> Aim of the task:
Rewrite the records below with every "drop one dot" changed to "place a single mark", leaving all other text unchanged.

Records:
━━━━━━━━━━━━━━━━

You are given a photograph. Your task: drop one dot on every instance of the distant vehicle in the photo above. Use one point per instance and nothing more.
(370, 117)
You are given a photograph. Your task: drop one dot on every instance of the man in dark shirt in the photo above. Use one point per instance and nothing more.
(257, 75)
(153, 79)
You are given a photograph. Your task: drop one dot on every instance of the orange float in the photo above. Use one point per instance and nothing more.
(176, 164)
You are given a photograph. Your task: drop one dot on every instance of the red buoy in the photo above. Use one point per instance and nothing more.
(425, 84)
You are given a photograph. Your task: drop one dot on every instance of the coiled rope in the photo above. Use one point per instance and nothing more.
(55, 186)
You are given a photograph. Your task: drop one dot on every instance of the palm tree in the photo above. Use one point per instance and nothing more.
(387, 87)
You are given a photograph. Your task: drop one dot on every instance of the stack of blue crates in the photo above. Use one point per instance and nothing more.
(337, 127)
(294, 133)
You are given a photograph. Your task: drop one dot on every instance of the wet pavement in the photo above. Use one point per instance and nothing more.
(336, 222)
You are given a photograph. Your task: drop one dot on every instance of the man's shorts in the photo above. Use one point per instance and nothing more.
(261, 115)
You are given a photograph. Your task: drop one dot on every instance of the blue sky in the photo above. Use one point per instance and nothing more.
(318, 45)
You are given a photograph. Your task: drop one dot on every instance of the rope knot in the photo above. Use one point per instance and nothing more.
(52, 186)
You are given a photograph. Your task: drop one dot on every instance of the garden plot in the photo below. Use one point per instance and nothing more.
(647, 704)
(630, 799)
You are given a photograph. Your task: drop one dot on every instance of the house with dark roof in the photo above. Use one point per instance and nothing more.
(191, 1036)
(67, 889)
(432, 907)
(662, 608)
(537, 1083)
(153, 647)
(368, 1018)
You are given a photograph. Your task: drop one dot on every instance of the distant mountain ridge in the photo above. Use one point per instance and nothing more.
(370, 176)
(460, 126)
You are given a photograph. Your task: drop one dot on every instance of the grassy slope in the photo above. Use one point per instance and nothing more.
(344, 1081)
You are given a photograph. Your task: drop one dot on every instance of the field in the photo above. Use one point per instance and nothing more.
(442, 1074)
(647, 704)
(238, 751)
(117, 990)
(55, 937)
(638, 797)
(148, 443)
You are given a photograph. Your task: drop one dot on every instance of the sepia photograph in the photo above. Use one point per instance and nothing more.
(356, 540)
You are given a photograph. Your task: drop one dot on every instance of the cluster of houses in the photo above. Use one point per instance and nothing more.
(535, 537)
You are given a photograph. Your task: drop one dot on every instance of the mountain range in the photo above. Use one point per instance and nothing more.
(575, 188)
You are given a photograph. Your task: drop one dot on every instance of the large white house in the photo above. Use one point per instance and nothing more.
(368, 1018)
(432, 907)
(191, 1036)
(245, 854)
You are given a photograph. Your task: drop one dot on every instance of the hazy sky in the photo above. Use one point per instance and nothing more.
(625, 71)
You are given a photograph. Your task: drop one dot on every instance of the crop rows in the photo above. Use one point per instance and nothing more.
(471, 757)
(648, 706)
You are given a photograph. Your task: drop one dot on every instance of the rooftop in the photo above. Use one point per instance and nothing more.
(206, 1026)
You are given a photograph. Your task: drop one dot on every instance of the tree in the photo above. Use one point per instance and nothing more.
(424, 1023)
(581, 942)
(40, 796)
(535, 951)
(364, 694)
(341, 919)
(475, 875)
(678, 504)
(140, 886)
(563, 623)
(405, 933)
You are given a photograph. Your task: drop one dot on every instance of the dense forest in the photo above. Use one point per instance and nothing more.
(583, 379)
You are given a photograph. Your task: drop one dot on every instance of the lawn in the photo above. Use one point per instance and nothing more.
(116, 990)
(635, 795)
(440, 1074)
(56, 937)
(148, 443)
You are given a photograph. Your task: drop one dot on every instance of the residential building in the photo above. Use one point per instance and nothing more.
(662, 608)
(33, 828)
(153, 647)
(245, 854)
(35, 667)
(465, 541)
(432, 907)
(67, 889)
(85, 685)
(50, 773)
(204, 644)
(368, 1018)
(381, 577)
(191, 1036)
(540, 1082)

━━━━━━━━━━━━━━━━

> Completed task:
You are given a photograph. Your task: place a single mark on every instance of the distant vehicle in the photo above. Use one point per instance and nothing more.
(370, 117)
You are given a photograph. Your task: place a single mark on every instance of the man in dark shirt in the photo above. Use one point per instance and nothing more.
(257, 75)
(153, 79)
You are given a photograph. Your task: place a single mark on every instance of the orange float in the photo above. Use one point per instance and nothing more.
(176, 164)
You are given a photograph. Your task: place a single mark on every instance of the red buoy in the photo above. Use one point per instance and nothing more.
(425, 84)
You are given a photograph. Your task: place a single mark on every instance of the coiled rope in the photo above. Use one point per instance and nothing more.
(55, 186)
You are given a photograph. Your task: place a single mark on every instance of the palm tree in the photo above. Use one point per instance and nothing more.
(387, 87)
You are given a photograph. Your task: place a single mark on every instance of the stack of blue crates in the photo above. Use one point per instance and nothing more.
(337, 127)
(294, 133)
You are given a photograph. Your task: place a single mark on every instance of the wet pavement in the photo above. Use one point per instance and nothing more.
(336, 222)
You are given a photograph. Your task: place a single mark on every instance of the man's shorts in the photo above. Use one point per instance and nothing more.
(261, 115)
You are given a photograph. Your task: place a single mark on every instance of the blue sky in the photo above. Use one point per instance and nothing more.
(318, 45)
You are given a photograph. Your task: place a single mark on every instance of the rope knot in the photo above. Use one point per instance and nothing more.
(52, 186)
You are given a photograph. Your task: place a single mark on every instance of the garden plot in the photo below. Use one point per instance and nothing more.
(647, 704)
(630, 799)
You are given a photograph. Your task: place a single mark on every instance of the house with dark roof in the photo above. Use one point per instance and nothing more.
(191, 1036)
(67, 889)
(432, 907)
(662, 608)
(537, 1083)
(153, 647)
(368, 1018)
You are given a photograph. Your task: place a single mark on every instance of the distant mountain ridge in the photo above. Use one point per instance and nothing more.
(370, 176)
(460, 126)
You are given a photograph. Your task: place a single mark on every instance of the grassy slope in the photo above. Use one point per instance and nothing more.
(344, 1081)
You are given a photograph. Your task: place a single mark on every instance of the field in the photo above. Use one point per instance and nothing more.
(442, 1074)
(647, 704)
(238, 751)
(117, 990)
(55, 937)
(638, 797)
(148, 443)
You are given a photograph. Your task: place a single mark on every instance of the sepia photograph in the photo above. Use one point per instance and nothing more.
(356, 540)
You are given a photograph. Your task: place a single mark on every instance of the cluster of houses in the photo above. Use one point per instance and nothing more.
(535, 537)
You are given a photograph. Your task: place a single mark on every instance of the mountain range in the photo above. Use one point per instance and nothing more.
(575, 188)
You are given a photograph. Your task: place a single mark on every instance of the large white house in the photo above. Use one point per instance and nothing more.
(368, 1018)
(432, 907)
(191, 1036)
(245, 854)
You are given a photograph. Your task: place a single mark on every instance of the hazy sky in the photo above. Use one point per instance and nothing more.
(625, 71)
You are given a photograph. Your task: place a single mark on every instance of the crop rows in the photo above. Use one point per instance and nothing more.
(471, 757)
(648, 706)
You are given a photograph. Your task: place a single mark on every instance of the rooftop in the photo above. Use one point per instance and nothing more.
(206, 1026)
You are given a photograph. Your task: place a single mark on every instance of the tree in the photo above. Use one point per instance and nothing more.
(424, 1023)
(581, 942)
(40, 796)
(535, 951)
(364, 694)
(341, 919)
(475, 875)
(678, 504)
(140, 886)
(563, 623)
(405, 933)
You are given a photograph. Your task: place a single mark on every instance of the dense forest in the photo above. Use one point per instance and nothing more.
(583, 379)
You are given a photograph. Your task: place a single mark on every instance of the lawn in the photo above. Use one point per instance and nothing more.
(116, 990)
(635, 795)
(440, 1074)
(56, 937)
(148, 443)
You are given a photograph. Your task: place a single mark on every instance of the residential building in the photo above. Use one point per instance and nothing more.
(662, 608)
(33, 828)
(153, 647)
(245, 854)
(35, 667)
(465, 541)
(432, 907)
(67, 889)
(85, 685)
(50, 773)
(204, 644)
(368, 1018)
(381, 577)
(191, 1036)
(540, 1082)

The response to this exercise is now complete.